▸ Stored data
● ● ●

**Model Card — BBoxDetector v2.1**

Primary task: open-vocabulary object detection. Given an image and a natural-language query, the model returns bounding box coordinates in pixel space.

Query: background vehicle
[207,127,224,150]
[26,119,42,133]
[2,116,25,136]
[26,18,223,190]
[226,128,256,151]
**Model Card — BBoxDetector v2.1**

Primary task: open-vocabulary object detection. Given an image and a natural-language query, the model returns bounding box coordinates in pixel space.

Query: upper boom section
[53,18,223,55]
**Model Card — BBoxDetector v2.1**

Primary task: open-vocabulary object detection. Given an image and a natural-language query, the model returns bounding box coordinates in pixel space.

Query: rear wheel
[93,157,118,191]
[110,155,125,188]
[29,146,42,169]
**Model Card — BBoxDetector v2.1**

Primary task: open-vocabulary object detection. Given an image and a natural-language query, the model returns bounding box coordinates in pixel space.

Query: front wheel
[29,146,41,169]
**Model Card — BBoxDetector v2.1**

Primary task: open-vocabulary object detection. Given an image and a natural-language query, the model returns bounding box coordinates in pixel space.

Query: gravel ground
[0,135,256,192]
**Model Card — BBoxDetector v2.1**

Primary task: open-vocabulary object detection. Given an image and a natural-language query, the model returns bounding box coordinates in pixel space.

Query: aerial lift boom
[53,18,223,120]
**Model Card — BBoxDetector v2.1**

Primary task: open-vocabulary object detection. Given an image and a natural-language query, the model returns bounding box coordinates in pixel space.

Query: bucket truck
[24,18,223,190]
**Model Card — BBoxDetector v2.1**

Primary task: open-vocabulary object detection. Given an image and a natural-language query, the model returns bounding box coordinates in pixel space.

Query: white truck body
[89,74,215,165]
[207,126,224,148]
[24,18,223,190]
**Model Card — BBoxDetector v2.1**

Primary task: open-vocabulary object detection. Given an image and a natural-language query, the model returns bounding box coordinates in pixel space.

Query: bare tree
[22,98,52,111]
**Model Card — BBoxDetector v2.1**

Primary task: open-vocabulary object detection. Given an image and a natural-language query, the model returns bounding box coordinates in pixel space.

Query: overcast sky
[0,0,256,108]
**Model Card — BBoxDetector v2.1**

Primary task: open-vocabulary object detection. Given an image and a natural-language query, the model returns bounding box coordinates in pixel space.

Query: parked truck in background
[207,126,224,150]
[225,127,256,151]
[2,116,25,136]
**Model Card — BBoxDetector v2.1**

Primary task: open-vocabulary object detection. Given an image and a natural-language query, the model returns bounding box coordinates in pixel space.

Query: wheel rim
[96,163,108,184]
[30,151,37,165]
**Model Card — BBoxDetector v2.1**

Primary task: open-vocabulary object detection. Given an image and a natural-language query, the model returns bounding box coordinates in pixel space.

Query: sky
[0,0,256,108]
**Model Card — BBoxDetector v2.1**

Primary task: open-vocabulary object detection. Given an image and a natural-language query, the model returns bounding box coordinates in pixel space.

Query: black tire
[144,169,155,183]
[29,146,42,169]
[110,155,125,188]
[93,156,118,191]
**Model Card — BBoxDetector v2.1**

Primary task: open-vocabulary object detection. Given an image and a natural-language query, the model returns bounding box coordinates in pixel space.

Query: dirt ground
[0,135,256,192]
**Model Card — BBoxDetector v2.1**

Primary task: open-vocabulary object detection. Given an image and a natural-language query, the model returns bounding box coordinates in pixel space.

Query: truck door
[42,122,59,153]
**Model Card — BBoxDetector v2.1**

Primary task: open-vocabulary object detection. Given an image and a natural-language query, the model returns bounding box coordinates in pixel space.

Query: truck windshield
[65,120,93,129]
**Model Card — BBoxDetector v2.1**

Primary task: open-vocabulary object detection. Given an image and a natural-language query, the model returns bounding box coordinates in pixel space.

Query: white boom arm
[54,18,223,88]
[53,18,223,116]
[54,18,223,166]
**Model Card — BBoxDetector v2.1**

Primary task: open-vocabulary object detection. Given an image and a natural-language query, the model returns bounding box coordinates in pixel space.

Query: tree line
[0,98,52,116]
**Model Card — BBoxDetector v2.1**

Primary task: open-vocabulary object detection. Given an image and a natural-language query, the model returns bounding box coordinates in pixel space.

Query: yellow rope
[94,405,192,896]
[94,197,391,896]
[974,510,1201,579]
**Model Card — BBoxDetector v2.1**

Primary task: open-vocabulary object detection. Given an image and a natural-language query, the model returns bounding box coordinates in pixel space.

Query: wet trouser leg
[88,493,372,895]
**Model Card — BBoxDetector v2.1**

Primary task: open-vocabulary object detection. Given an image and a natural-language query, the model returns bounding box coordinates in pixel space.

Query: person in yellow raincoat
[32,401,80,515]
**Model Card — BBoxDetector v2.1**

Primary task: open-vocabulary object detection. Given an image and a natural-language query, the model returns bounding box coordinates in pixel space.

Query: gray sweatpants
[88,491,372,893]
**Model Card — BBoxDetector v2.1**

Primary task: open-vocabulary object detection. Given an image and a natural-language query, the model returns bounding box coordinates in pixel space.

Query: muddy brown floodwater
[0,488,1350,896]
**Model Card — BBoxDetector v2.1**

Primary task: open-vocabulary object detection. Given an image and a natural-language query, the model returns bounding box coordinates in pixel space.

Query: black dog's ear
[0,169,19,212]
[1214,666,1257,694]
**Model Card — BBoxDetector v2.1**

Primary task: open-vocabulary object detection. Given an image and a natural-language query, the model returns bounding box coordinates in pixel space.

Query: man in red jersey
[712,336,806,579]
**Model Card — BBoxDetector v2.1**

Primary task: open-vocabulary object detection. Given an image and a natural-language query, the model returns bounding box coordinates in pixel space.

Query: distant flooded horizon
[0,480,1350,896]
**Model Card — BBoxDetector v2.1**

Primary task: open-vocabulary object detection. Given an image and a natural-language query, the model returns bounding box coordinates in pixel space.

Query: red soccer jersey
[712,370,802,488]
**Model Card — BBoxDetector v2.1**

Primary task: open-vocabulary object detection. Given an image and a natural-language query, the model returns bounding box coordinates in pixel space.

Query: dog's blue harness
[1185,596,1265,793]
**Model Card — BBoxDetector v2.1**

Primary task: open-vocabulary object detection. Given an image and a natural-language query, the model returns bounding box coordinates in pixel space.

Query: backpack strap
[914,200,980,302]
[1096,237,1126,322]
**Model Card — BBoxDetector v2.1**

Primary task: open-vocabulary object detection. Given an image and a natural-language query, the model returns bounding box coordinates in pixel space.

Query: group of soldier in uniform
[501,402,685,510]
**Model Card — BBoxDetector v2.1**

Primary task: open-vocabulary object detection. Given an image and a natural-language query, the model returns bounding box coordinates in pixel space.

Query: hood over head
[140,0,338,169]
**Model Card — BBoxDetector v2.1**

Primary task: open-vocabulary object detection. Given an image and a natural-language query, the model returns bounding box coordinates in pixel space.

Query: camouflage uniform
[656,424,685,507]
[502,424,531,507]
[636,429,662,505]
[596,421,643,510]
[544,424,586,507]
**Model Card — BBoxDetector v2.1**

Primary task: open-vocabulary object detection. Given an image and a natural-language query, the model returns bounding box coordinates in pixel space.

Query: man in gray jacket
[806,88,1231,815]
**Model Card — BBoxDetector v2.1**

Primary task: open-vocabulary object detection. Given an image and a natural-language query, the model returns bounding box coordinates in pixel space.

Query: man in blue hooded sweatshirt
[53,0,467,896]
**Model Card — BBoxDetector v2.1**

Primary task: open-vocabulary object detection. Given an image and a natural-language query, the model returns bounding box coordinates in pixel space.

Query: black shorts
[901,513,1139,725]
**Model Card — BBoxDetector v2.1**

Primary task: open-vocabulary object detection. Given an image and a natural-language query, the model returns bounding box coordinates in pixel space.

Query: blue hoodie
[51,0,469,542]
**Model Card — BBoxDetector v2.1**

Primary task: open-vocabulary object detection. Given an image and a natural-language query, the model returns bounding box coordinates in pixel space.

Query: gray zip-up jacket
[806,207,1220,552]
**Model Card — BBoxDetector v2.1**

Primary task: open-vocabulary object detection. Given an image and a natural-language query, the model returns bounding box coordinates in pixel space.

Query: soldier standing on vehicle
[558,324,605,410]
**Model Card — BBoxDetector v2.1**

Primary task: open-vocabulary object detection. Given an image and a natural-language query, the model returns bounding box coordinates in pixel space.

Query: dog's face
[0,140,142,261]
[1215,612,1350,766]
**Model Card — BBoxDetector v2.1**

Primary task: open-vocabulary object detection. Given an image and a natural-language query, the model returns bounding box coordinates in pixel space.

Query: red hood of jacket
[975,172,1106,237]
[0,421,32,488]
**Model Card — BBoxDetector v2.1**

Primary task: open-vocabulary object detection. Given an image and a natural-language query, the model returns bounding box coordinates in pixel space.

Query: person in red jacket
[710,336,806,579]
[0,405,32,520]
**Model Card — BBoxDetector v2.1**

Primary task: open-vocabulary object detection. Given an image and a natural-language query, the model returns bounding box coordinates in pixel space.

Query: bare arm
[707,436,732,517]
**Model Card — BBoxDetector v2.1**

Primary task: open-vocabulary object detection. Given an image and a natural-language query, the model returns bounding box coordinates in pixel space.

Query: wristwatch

● ● ●

▸ Task to carry out
Reproduce the material verbatim from its first line through the line containing "[53,18,223,55]", including that line.

▸ Answer to the exercise
**Model Card — BBoxDetector v2.1**

Primary task: open-vocabulary object detection. Given an image and a natural-language query, the model returns bounding box coordinates in pixel space.

Query: background vehicle
[207,127,224,150]
[26,119,42,133]
[2,116,25,136]
[26,18,223,190]
[226,128,256,151]
**Model Card — BBoxDetector v2.1**

Primary task: open-vocabulary object detection. Given an image and a natural-language query, the model returns bounding box coordinates in pixel space.

Query: upper boom section
[53,18,223,55]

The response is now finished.